▶ [Aim of the task] Render the rows below as a Markdown table with the columns No. and Text, one numbered line per table row and blank lines skipped. Leave the pictures out of the answer.

=== Records shown ===

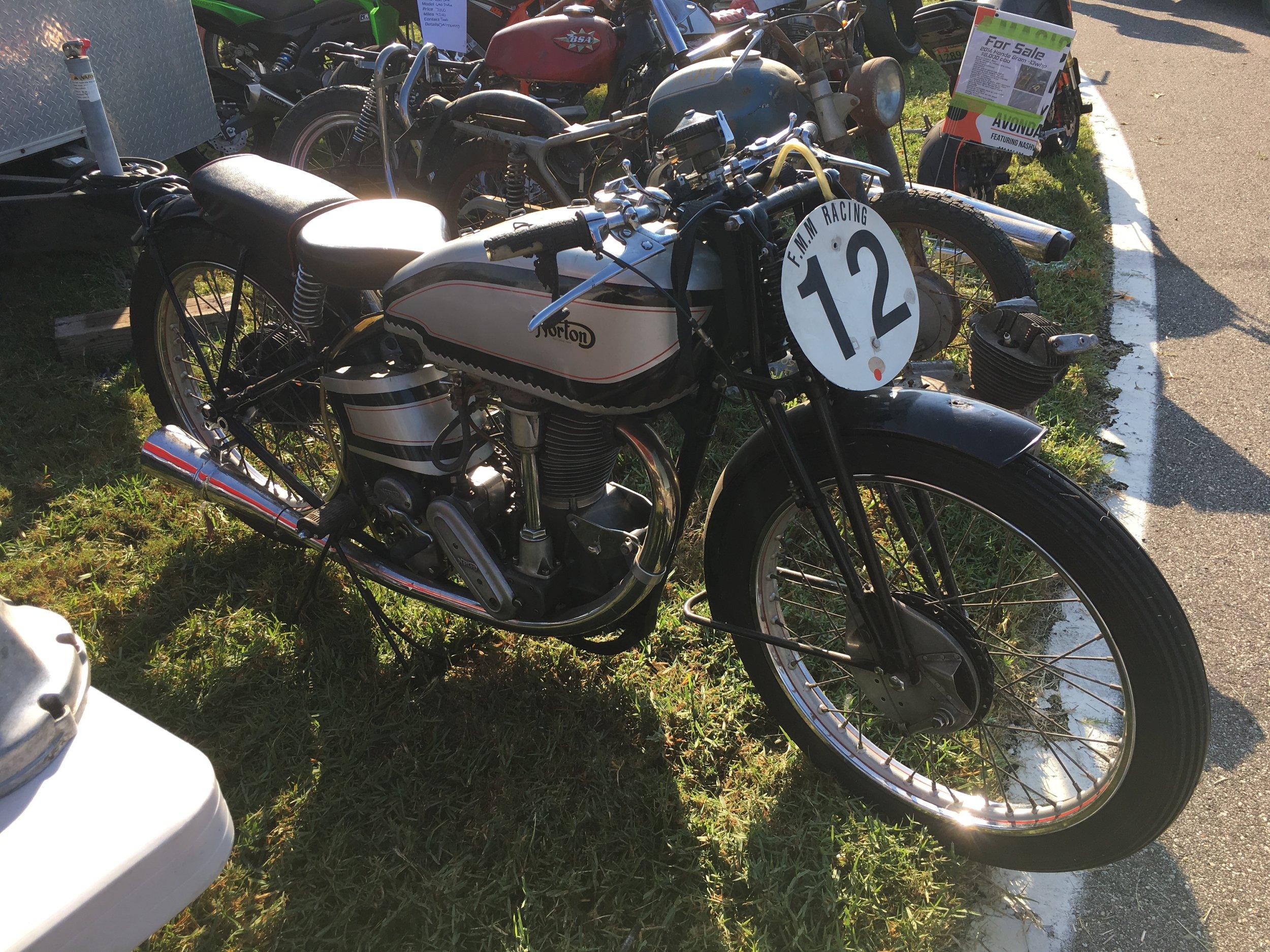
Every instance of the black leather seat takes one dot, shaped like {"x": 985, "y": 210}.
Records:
{"x": 364, "y": 244}
{"x": 261, "y": 204}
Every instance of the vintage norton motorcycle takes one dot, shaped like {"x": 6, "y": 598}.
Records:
{"x": 938, "y": 617}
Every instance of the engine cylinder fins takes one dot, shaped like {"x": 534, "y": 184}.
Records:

===

▶ [Expected answer]
| No. | Text |
|---|---|
| 1 | Every instance of the black leather seat takes one dot, shaped like {"x": 985, "y": 210}. |
| 2 | Records: |
| 3 | {"x": 364, "y": 244} |
| 4 | {"x": 261, "y": 204} |
| 5 | Every instance of the vintage norton motorcycle takes one dot, shaped like {"x": 6, "y": 598}. |
| 6 | Records: |
| 7 | {"x": 938, "y": 617} |
| 8 | Every instance of the engine cylinder fins takes one dot, shaped like {"x": 534, "y": 184}. |
| 9 | Records: |